Is Bellamy's Australia Ltd a stand-out BUY right now?

Bellamy's Australia Ltd (ASX:BAL) shares been under serious pressure in 2016, but can this market darling bounce back?

a woman

You’re reading a free article with opinions that may differ from The Motley Fool’s Premium Investing Services. Become a Motley Fool member today to get instant access to our top analyst recommendations, in-depth research, investing resources, and more. Learn More

There is no doubt that Bellamy's Australia Ltd (ASX: BAL) was a superstar stock in 2015 and became an instant market darling for many investors.

The shares started 2015 at around $1.69 a share and ended up closer towards $16.50 by the end of the year – a monster gain of 876%.

It has been a contrasting story in 2016, however, with the shares losing around 35% of their value since hitting that high of $16.50 in late 2015.

While it would be normal to expect the shares to take a breather after such a strong performance, there is, nevertheless, a number of factors that have seen the shares become surprisingly volatile over the past few months. This despite the company confirming several times that it would generate full year sales of between $240 million and $260 million.

Work instructions → Can you carry on the article about Bellamy's Australia shares from the point where its last sentence ends? The rows after this point have nothing to do with the article on Bellamy's Australia shares.

Entries provided →
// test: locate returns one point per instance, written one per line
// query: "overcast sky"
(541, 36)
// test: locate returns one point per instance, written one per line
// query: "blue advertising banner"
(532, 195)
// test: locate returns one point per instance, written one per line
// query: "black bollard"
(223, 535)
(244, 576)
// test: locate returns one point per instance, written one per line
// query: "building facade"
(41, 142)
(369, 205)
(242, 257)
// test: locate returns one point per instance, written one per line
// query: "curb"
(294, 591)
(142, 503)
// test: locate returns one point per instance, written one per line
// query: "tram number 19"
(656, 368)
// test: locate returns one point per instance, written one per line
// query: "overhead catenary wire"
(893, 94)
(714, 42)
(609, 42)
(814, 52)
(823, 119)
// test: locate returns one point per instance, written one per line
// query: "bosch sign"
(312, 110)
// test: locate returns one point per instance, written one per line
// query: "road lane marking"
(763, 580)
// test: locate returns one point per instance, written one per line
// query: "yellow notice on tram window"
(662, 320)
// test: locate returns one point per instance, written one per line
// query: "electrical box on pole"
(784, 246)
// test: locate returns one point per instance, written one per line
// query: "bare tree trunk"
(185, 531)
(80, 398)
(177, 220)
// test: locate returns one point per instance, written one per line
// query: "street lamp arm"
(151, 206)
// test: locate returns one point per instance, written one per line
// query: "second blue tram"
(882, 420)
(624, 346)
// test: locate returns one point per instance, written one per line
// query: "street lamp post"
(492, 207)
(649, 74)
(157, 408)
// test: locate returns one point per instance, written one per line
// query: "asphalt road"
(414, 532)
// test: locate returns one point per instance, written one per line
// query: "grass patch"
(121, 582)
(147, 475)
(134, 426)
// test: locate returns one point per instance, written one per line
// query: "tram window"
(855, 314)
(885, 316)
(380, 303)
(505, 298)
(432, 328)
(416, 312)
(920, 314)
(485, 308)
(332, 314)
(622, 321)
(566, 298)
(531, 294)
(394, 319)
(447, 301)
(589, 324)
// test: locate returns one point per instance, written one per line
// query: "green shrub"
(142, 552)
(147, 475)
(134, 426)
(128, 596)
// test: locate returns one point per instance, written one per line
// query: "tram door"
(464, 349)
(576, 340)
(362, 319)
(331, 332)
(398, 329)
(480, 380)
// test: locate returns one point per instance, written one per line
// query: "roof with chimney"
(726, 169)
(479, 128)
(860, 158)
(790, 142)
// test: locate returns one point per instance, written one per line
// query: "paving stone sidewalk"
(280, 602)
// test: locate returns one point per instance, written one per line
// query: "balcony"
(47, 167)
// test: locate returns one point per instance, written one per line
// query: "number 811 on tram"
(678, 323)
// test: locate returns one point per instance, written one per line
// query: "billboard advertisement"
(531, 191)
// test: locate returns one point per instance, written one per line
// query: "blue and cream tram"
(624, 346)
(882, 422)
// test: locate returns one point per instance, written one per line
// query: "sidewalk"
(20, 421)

Reply to the task →
Five factors that I think have had the biggest negative impact on the infant food company's share price include:

Changes to Chinese regulations – This has perhaps been the single biggest issue facing Bellamy's and a number of other companies in the sector that sell a significant proportion of goods into China. Bellamy's is confident, however, that these new taxes are unlikely to impact the demand for Bellamy's products and that Chinese consumers will be able to easily absorb any price increases as they have done so in the past. Nevertheless, there has been anecdotal evidence that suggests shipments of goods are being delayed at Chinese customs and that some local courier companies have delayed making deliveries into China.

Increasing levels of competition – The global baby formula market is growing at around 7% a year and is expected to increase even further following the official ending of China's one-child policy. As a result, new players are entering the market in a bid to grab a slice of the action and established players like a2 Milk Company Ltd (Australia) (ASX: A2M) are ramping up their production levels to take advantage of the growth.

Flat second half margins – In its first half results, Bellamy's recorded sales of $105.1 million and forecast second half sales of between $134.9 million – $ $154.9 million. While this level of sales growth in the second half would be impressive, investors have been concerned that management expects second half EBIT margins to remain the same as the first half.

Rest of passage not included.